-- BEGIN --
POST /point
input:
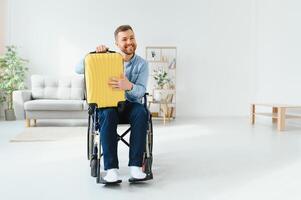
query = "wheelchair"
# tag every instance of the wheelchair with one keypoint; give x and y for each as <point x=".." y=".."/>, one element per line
<point x="94" y="150"/>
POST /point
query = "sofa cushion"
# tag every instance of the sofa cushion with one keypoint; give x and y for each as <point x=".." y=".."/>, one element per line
<point x="44" y="104"/>
<point x="71" y="88"/>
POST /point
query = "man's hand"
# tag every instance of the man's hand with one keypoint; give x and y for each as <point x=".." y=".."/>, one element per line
<point x="101" y="49"/>
<point x="121" y="83"/>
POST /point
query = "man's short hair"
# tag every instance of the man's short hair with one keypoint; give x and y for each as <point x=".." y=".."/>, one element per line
<point x="121" y="29"/>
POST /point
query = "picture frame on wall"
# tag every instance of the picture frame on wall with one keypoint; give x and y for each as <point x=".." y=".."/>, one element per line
<point x="153" y="54"/>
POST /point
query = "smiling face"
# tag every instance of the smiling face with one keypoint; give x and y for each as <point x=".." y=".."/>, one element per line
<point x="126" y="42"/>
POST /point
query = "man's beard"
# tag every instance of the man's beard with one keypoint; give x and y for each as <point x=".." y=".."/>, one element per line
<point x="129" y="52"/>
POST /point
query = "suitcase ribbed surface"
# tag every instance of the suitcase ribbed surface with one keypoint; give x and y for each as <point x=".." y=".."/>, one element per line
<point x="99" y="68"/>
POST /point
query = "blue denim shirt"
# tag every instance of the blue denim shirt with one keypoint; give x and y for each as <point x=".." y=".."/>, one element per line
<point x="137" y="71"/>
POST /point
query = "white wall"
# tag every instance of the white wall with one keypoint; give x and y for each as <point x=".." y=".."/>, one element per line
<point x="279" y="46"/>
<point x="216" y="41"/>
<point x="3" y="34"/>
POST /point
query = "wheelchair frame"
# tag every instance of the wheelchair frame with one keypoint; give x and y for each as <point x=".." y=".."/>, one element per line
<point x="94" y="149"/>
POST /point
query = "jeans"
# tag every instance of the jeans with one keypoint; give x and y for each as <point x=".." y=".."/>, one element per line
<point x="137" y="116"/>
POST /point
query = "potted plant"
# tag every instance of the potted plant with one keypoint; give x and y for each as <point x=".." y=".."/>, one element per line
<point x="162" y="79"/>
<point x="12" y="76"/>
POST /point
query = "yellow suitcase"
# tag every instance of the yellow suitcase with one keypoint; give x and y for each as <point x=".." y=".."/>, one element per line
<point x="99" y="69"/>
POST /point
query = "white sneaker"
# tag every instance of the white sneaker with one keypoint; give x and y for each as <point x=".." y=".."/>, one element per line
<point x="112" y="175"/>
<point x="137" y="173"/>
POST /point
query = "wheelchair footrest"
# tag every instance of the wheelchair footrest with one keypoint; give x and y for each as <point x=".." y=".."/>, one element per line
<point x="135" y="180"/>
<point x="103" y="181"/>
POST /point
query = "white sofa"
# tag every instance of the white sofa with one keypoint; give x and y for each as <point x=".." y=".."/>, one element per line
<point x="51" y="98"/>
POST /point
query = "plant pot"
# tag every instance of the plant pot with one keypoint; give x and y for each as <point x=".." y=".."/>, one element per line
<point x="157" y="95"/>
<point x="10" y="115"/>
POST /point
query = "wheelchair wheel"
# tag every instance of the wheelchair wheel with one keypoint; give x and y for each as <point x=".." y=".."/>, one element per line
<point x="90" y="138"/>
<point x="93" y="165"/>
<point x="150" y="135"/>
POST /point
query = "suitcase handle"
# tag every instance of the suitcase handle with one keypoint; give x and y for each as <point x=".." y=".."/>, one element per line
<point x="108" y="51"/>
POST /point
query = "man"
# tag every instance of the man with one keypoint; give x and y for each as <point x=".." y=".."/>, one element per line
<point x="134" y="84"/>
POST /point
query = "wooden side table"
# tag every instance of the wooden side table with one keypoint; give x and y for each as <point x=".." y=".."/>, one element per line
<point x="278" y="113"/>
-- END --
- **What is required**: Transcribe all of the material exactly, leaving out whatever pictures it contains.

- **Correct response**:
POST /point
input:
query = "wheelchair"
# tag every instance of the wheelchair with one keypoint; give x and y for each as <point x=".." y=".."/>, one element per line
<point x="94" y="150"/>
POST /point
query = "sofa cushion"
# tag every instance of the sofa cushion with one keypoint; give x and y for each as <point x=".." y=".."/>, one element per line
<point x="44" y="104"/>
<point x="71" y="88"/>
POST /point
query = "man's hand"
# tag every instance of the man's hand with one keypoint; give x and y for each as <point x=".." y=".."/>, one element per line
<point x="101" y="49"/>
<point x="121" y="83"/>
POST /point
query = "man's short hair"
# tag every instance of the man's short hair with one keypoint; give x and y for each as <point x=".." y=".."/>, one element per line
<point x="121" y="29"/>
POST /point
query = "picture frame on wall"
# tag every instance of the picture frame on wall with one keypoint; give x and y for each as <point x=".." y=".."/>, one element per line
<point x="153" y="54"/>
POST /point
query = "smiling face"
# tag every instance of the smiling face with one keypoint; give x and y for each as <point x=".." y=".."/>, one element per line
<point x="126" y="42"/>
POST /point
query = "man's beard"
# tag every instance of the man's beard with one keypoint; give x and y for each as <point x=".." y=".."/>, one element per line
<point x="129" y="52"/>
POST /point
query = "suitcase ribbed surface"
# tag every instance of the suitcase ribbed surface with one keypoint; give x and y for each as <point x=".." y=".."/>, one element per line
<point x="99" y="68"/>
POST /point
query = "blue denim shirt"
# tag every instance of the blue denim shirt with one keypoint; give x and y for each as <point x=".." y=".."/>, one element per line
<point x="137" y="71"/>
POST /point
query = "white wall"
# tag every instance of the white wall with one keypoint; give x and y for each as <point x=".." y=".."/>, one element per line
<point x="279" y="46"/>
<point x="216" y="41"/>
<point x="3" y="34"/>
POST /point
query = "wheelchair frame"
# tag every instance of the wheelchair frame with one keypoint; give x and y for each as <point x=".." y=".."/>, one element per line
<point x="94" y="149"/>
POST /point
query = "jeans"
# tag every instance of the jeans with one keypoint; give x and y for each as <point x=".." y=".."/>, one element per line
<point x="137" y="116"/>
POST /point
query = "potted plant"
# tag every instance of the potted plant with one keypoint; give x and y for each as <point x=".." y=".."/>, one element per line
<point x="162" y="79"/>
<point x="12" y="76"/>
POST /point
query = "yellow suitcase"
# tag every instance of the yellow suitcase with one keypoint; give x and y for each as <point x=".." y=".."/>, one element per line
<point x="99" y="69"/>
POST /point
query = "white sneaker"
# tag every instance of the white sneaker with one keypoint; give x and y for each as <point x=".." y=".."/>, one element per line
<point x="112" y="175"/>
<point x="137" y="173"/>
POST /point
query = "wheelchair footrest"
# tag every instance of the wheelchair footrest with one keypoint; give x and y for each as <point x=".." y=".."/>, one element per line
<point x="135" y="180"/>
<point x="103" y="181"/>
POST /point
query = "white sofa"
# tag every instance of the white sofa with one keypoint; give x and y for each as <point x=".." y=".."/>, one element per line
<point x="51" y="98"/>
POST /point
query = "plant pot"
# tag every instance of the plant pot with one keypoint; give x and y for each as <point x=".." y=".."/>, one element per line
<point x="157" y="95"/>
<point x="10" y="115"/>
POST /point
query = "wheelchair wheel"
# tag every instance of the wheelchair wheel with one keypoint; give x and y for each as <point x=".." y=".."/>, one element per line
<point x="90" y="138"/>
<point x="93" y="165"/>
<point x="150" y="135"/>
POST /point
query = "suitcase handle"
# tag every instance of the suitcase handle with one keypoint; give x and y for each as <point x=".." y=".."/>, one element per line
<point x="108" y="51"/>
POST /point
query = "man"
# tag every instance of the man with one keypoint; give x and y for each as <point x=".." y=".."/>, one element per line
<point x="134" y="84"/>
POST /point
query = "wooden side table"
# tag every instance of the wooden side table with one keypoint; give x and y for each as <point x=".." y=".."/>, one element per line
<point x="278" y="113"/>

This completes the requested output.